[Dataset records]
= = =
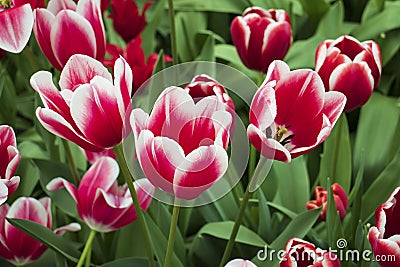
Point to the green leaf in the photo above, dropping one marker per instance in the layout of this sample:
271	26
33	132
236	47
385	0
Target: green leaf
336	159
47	237
298	227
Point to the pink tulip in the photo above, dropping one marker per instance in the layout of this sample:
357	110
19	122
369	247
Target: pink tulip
134	55
385	235
102	204
89	110
291	113
321	199
65	29
126	19
16	246
240	263
261	36
181	146
16	20
302	253
9	160
351	67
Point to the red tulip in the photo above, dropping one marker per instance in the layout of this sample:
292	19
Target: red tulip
261	36
102	204
135	57
303	253
321	199
65	29
89	110
9	160
181	146
291	113
16	20
126	19
351	67
385	236
16	246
= = =
▶ **EXERCISE OBJECTIVE**: Copy out all the records exactly, excluding pictures.

▶ **COMPLETED EXERCISE**:
Point to the green leaf in the photo above, dropping one marker per instance in the layout of this sample:
271	26
33	132
236	47
385	0
Target: green leaf
336	159
47	237
298	227
Point to the pink tulip in the photo above, dropping one marker per instance in the layout of this sample:
357	110
19	122
369	247
Target: pink tulip
134	55
385	235
102	204
89	110
291	113
321	199
65	29
126	19
16	246
240	263
261	36
181	146
16	20
302	253
9	160
351	67
Point to the red tulip in the photo above, dropping one marker per instance in the layout of this sample:
292	19
Target: red tulip
261	36
102	204
135	57
303	253
321	199
65	29
89	110
9	160
181	146
291	113
16	20
126	19
351	67
385	236
16	246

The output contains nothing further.